**RECORDS**:
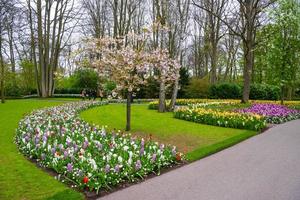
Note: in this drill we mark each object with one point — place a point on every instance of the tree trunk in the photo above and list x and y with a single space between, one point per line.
213 58
128 111
162 97
247 74
2 79
174 95
281 94
2 71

**WHAT IS BEING ASKED**: Rewrite the lines above, swapping "tree trunk" for "tree stump" and keeping everything else the same. Leave the pictures out.

**SOLUTION BELOW**:
Note: in this drill we mark each object with one point — place a point on every instance of the tree stump in the photo above and list x and y with a single space between, one point per line.
213 58
128 111
162 97
247 74
2 79
174 95
281 94
2 71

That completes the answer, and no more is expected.